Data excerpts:
:::::

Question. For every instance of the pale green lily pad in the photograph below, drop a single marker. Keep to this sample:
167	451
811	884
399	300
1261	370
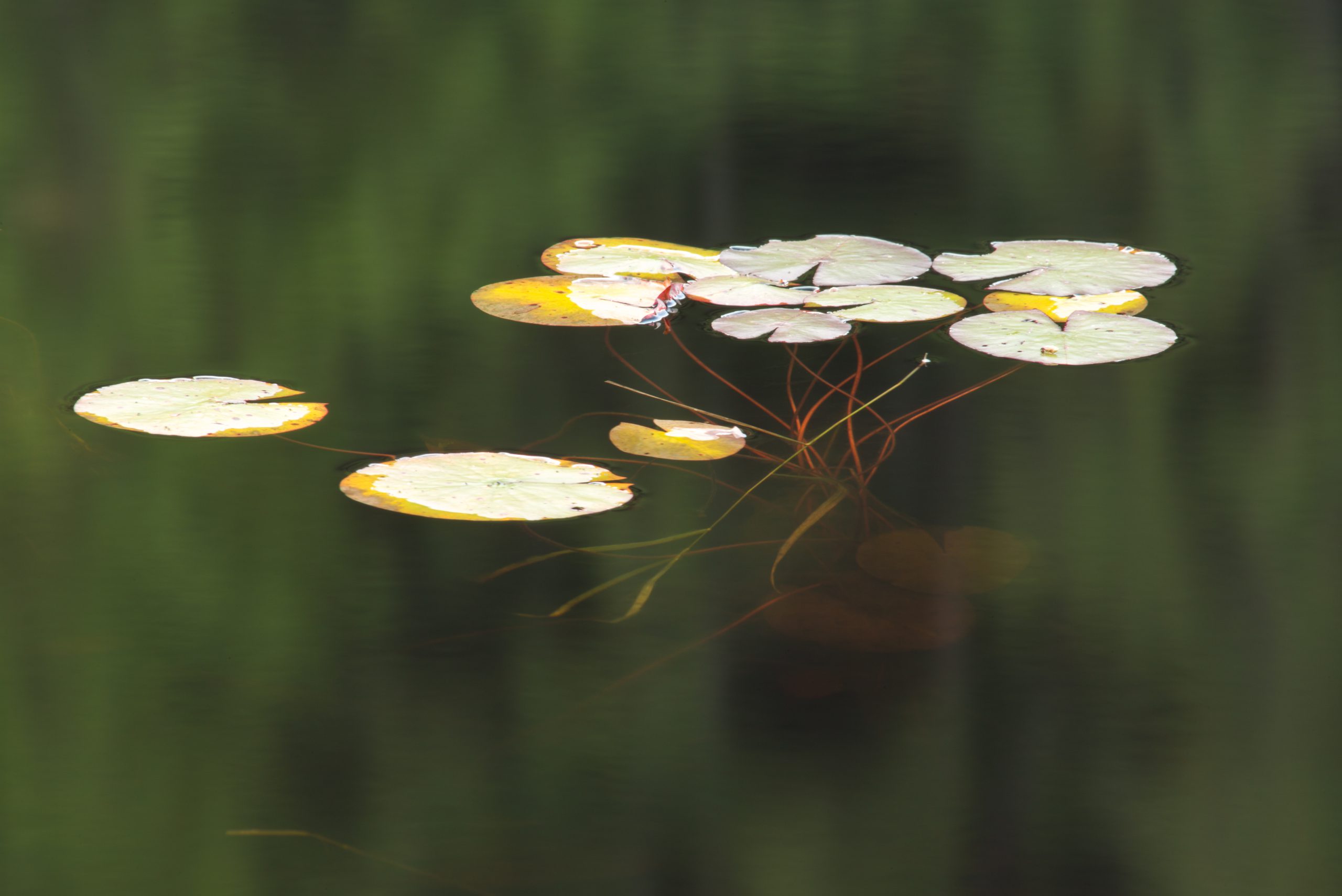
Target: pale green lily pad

:::::

[TRY IT]
Before copying, set the pictures aside; then reproduce each entry above exactly.

[EXERCISE SOLUTION]
Question. For every instance of the pale green lily pad in the photograph below, drop a single marker. Keep to this sample:
167	451
811	884
399	300
1261	370
Target: pale green lily pad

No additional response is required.